> [Prompt]: Report all lines below with the word "cabinet".
====== Extracted material ======
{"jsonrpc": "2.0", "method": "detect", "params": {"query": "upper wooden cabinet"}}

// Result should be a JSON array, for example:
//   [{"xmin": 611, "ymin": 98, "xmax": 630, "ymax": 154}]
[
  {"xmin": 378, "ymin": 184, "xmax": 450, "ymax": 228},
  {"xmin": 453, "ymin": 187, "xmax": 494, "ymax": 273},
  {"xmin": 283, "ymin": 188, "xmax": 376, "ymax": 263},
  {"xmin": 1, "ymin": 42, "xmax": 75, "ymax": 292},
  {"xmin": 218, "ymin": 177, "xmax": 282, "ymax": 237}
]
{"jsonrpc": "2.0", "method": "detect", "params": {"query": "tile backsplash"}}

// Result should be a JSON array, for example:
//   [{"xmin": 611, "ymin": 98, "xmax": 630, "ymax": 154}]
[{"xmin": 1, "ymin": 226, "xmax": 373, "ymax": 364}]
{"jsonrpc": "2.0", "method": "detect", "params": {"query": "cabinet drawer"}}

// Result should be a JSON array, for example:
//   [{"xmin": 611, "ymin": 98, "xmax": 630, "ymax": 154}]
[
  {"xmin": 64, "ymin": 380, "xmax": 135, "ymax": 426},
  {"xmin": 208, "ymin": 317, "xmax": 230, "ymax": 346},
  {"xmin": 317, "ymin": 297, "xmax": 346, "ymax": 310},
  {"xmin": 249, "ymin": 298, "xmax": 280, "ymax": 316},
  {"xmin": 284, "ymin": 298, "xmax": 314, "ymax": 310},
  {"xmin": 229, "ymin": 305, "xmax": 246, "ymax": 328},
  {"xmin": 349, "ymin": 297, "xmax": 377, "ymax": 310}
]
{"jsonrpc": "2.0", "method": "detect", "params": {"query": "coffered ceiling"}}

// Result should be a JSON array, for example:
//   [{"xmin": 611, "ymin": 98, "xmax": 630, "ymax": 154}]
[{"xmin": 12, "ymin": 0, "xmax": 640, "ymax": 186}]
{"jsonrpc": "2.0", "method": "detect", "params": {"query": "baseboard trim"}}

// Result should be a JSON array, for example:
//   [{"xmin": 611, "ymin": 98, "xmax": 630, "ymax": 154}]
======
> [Response area]:
{"jsonrpc": "2.0", "method": "detect", "params": {"query": "upper wooden cabinet"}}
{"jsonrpc": "2.0", "method": "detect", "params": {"query": "cabinet drawer"}}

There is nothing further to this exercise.